* [What the task requires]
Every entry must be echoed exactly.

* [Materials provided]
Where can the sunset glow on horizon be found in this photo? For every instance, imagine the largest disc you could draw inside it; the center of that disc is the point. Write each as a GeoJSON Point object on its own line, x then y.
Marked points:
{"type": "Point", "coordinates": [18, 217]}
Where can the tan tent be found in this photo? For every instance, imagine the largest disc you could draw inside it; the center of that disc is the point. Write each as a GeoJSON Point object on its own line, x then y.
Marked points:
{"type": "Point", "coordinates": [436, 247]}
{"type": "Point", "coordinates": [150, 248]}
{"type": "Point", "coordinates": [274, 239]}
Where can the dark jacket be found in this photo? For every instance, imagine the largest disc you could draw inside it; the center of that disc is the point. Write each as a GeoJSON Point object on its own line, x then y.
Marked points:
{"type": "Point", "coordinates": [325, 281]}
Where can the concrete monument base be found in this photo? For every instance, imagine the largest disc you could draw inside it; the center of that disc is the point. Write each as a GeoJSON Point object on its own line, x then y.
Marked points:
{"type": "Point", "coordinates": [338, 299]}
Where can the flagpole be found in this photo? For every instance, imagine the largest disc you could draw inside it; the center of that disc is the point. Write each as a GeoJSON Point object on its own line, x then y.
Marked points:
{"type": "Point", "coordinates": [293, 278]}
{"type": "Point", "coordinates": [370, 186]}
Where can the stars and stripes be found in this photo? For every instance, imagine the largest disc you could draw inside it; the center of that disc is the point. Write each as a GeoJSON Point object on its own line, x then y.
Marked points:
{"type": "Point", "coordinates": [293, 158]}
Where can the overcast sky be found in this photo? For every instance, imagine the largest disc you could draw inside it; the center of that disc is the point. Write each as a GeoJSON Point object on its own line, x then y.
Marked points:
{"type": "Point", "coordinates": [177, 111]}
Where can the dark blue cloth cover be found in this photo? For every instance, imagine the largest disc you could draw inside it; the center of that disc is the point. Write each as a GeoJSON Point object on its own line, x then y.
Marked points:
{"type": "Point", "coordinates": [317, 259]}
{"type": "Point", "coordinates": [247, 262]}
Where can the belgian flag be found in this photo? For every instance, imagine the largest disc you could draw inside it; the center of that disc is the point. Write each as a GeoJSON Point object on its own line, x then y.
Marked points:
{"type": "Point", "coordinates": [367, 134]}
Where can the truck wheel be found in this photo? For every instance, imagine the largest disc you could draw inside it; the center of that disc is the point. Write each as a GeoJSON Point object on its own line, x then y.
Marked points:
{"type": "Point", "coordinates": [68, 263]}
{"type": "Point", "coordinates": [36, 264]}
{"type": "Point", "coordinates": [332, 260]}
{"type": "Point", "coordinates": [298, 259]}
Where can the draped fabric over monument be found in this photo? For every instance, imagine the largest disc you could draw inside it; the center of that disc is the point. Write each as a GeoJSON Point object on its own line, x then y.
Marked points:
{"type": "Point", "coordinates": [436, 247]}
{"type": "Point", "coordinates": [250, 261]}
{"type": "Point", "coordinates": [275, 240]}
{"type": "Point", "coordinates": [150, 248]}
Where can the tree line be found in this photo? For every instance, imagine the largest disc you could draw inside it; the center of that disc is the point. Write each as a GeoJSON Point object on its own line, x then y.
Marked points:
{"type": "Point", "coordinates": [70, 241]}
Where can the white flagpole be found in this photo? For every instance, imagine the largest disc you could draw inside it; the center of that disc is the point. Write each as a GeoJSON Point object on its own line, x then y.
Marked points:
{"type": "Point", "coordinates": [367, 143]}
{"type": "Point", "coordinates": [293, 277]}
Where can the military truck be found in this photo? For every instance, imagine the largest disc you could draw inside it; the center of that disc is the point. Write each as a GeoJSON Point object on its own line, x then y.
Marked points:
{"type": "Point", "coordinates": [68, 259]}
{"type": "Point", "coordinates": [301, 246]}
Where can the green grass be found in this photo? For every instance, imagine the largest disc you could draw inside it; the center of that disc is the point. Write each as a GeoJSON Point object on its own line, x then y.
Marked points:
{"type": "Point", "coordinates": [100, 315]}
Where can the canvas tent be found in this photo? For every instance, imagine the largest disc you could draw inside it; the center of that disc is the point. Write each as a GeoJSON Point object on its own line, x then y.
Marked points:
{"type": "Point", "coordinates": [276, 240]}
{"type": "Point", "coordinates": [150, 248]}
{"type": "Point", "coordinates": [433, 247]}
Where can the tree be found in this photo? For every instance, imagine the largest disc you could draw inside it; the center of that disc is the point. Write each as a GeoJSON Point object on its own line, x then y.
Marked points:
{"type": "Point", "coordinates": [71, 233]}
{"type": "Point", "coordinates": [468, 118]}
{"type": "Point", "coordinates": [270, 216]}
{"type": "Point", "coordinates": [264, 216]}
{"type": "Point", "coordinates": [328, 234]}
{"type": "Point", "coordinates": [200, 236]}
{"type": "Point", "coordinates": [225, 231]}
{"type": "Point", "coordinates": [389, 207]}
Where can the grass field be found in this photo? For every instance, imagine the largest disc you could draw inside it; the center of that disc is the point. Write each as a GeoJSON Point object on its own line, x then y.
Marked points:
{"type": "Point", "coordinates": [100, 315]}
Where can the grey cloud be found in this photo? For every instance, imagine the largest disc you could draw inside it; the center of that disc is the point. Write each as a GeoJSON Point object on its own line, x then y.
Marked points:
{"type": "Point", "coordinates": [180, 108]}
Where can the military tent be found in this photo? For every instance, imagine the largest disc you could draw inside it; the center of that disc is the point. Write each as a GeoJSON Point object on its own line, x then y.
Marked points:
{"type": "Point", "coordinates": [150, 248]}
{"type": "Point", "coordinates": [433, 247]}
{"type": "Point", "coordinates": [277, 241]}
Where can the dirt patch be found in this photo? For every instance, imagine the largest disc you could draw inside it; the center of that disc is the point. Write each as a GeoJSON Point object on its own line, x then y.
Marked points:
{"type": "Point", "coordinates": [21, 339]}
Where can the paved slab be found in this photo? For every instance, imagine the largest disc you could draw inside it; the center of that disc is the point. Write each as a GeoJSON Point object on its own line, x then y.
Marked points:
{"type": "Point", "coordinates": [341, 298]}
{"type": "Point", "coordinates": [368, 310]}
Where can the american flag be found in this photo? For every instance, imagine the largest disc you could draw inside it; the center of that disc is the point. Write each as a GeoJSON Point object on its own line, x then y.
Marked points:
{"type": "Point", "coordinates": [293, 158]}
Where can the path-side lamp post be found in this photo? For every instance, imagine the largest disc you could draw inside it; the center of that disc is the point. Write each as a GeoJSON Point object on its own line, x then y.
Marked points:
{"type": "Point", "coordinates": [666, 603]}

* [Solution]
Where can the sunset glow on horizon be found in this photo? For every instance, imagine the largest disc you could draw inside it; the center of that disc is the point. Write each as a GeoJSON Point object on its own line, x then y.
Marked points:
{"type": "Point", "coordinates": [18, 217]}
Where can the tan tent be found in this photo? For every instance, imagine the largest disc you could draw inside it; the center of that disc is the point. Write each as a GeoJSON Point object on its own line, x then y.
Marked points:
{"type": "Point", "coordinates": [436, 247]}
{"type": "Point", "coordinates": [150, 248]}
{"type": "Point", "coordinates": [274, 239]}
Where can the dark jacket be found in this photo? For every instance, imagine the largest disc you could draw inside it; the center of that disc is the point. Write each as a GeoJSON Point object on its own line, x then y.
Marked points:
{"type": "Point", "coordinates": [325, 281]}
Where can the concrete monument base be found in this photo? For every instance, imagine the largest disc you could draw inside it; the center of that disc is the point. Write each as a GeoJSON Point object on its own line, x then y.
Marked points:
{"type": "Point", "coordinates": [338, 299]}
Where can the flagpole be found in this photo? For every instance, imagine the largest disc you could draw inside it; the center of that disc is the point. Write each as a GeoJSON Point object on its own line, x then y.
Marked points:
{"type": "Point", "coordinates": [293, 278]}
{"type": "Point", "coordinates": [370, 186]}
Where can the stars and stripes be found in this photo? For every instance, imagine the largest disc you could draw inside it; the center of that disc is the point. Write each as a GeoJSON Point object on its own line, x then y.
Marked points:
{"type": "Point", "coordinates": [293, 158]}
Where can the overcast sky be found in this photo? For every instance, imagine the largest disc you could draw inside it; the center of that disc is the point. Write each as a GeoJSON Point object on its own line, x then y.
Marked points:
{"type": "Point", "coordinates": [177, 111]}
Where can the dark blue cloth cover be found in this photo? For every instance, imagine the largest disc you could draw inside it; the center of that disc is the point. Write each as a GeoJSON Point object on its own line, x then y.
Marked points:
{"type": "Point", "coordinates": [317, 259]}
{"type": "Point", "coordinates": [247, 262]}
Where can the belgian flag be found in this photo? For every instance, imagine the largest disc you could draw inside it; the center of that disc is the point. Write each as a GeoJSON Point object on its own line, x then y.
Marked points:
{"type": "Point", "coordinates": [367, 134]}
Where can the truck wheel be found in this photo? For every instance, imagine the largest disc you could draw inside it; the center of that disc is the point. Write each as a GeoJSON Point object on its own line, x then y.
Marked points:
{"type": "Point", "coordinates": [68, 263]}
{"type": "Point", "coordinates": [36, 264]}
{"type": "Point", "coordinates": [332, 260]}
{"type": "Point", "coordinates": [298, 259]}
Where can the draped fabric over monument be found in this photo? For every instance, imagine the largest disc you could draw inside it; the center of that disc is the point. Write each as a GeoJSON Point object on its own line, x then y.
Marked points:
{"type": "Point", "coordinates": [436, 247]}
{"type": "Point", "coordinates": [250, 261]}
{"type": "Point", "coordinates": [275, 240]}
{"type": "Point", "coordinates": [150, 248]}
Where can the tree line be found in this photo? For every instance, imagine the largest disc you could draw inside it; the center of that disc is the point. Write each as a GeoJSON Point object on its own line, x then y.
Marked points:
{"type": "Point", "coordinates": [70, 241]}
Where can the white flagpole be found in this photo? For every instance, imagine the largest disc you could draw inside it; the center of that disc is the point. Write each as a GeoJSON Point object on its own line, x then y.
Marked points:
{"type": "Point", "coordinates": [367, 143]}
{"type": "Point", "coordinates": [293, 277]}
Where can the military truck be found in this photo? For every instance, imagine the largest disc you could draw inside it; the center of that disc is the point. Write each as a GeoJSON Point object on its own line, x then y.
Marked points:
{"type": "Point", "coordinates": [68, 259]}
{"type": "Point", "coordinates": [301, 246]}
Where can the green grass be found in this photo? For every instance, imagine the largest disc you could draw inside it; the center of that disc is the point. Write each as a GeoJSON Point object on its own line, x then y.
Marked points:
{"type": "Point", "coordinates": [100, 315]}
Where can the canvas tent be found in this photo? For every instance, imagine the largest disc you could draw inside it; the center of that disc is the point. Write each as a GeoJSON Point object on its own line, x then y.
Marked points:
{"type": "Point", "coordinates": [276, 240]}
{"type": "Point", "coordinates": [150, 248]}
{"type": "Point", "coordinates": [433, 247]}
Where can the tree be found in this photo? For every instance, imagine the largest disc you could draw inside it; the center of that disc is the point. Write each as a GeoJSON Point object on its own line, x then y.
Marked points:
{"type": "Point", "coordinates": [71, 233]}
{"type": "Point", "coordinates": [468, 118]}
{"type": "Point", "coordinates": [270, 216]}
{"type": "Point", "coordinates": [264, 216]}
{"type": "Point", "coordinates": [328, 234]}
{"type": "Point", "coordinates": [200, 236]}
{"type": "Point", "coordinates": [225, 231]}
{"type": "Point", "coordinates": [389, 207]}
Where can the grass field be found in this photo? For every instance, imagine the largest disc you could draw inside it; the center of that disc is the point. Write each as a GeoJSON Point object on its own line, x then y.
Marked points:
{"type": "Point", "coordinates": [100, 315]}
Where can the grey cloud be found in this photo? For every instance, imagine the largest disc you could draw inside it; the center of that disc is the point. Write each as a GeoJSON Point object on its own line, x then y.
Marked points:
{"type": "Point", "coordinates": [180, 108]}
Where can the military tent be found in this photo? For every instance, imagine the largest disc you could draw inside it; the center of that disc is the point. Write each as a GeoJSON Point object on its own line, x then y.
Marked points:
{"type": "Point", "coordinates": [150, 248]}
{"type": "Point", "coordinates": [433, 247]}
{"type": "Point", "coordinates": [277, 241]}
Where can the dirt patch be found in this photo? For every instance, imagine the largest disc you could draw inside it; the center of that disc is the point. Write each as a GeoJSON Point object on its own line, x then y.
Marked points:
{"type": "Point", "coordinates": [21, 339]}
Where can the paved slab be found in this photo? For every instance, imagine the largest disc you could draw inside it; the center of that disc is the point. Write each as a GeoJSON Point object on its own line, x then y.
Marked points:
{"type": "Point", "coordinates": [341, 298]}
{"type": "Point", "coordinates": [368, 310]}
Where can the american flag be found in this photo? For every instance, imagine the largest disc you could draw inside it; the center of that disc is the point. Write each as a GeoJSON Point object on its own line, x then y.
Marked points:
{"type": "Point", "coordinates": [293, 158]}
Where can the path-side lamp post be found in this photo? For every instance, imagine the largest disc you could draw inside it; the center of that disc is the point. Write each as a GeoJSON Point object on its own line, x then y.
Marked points:
{"type": "Point", "coordinates": [666, 603]}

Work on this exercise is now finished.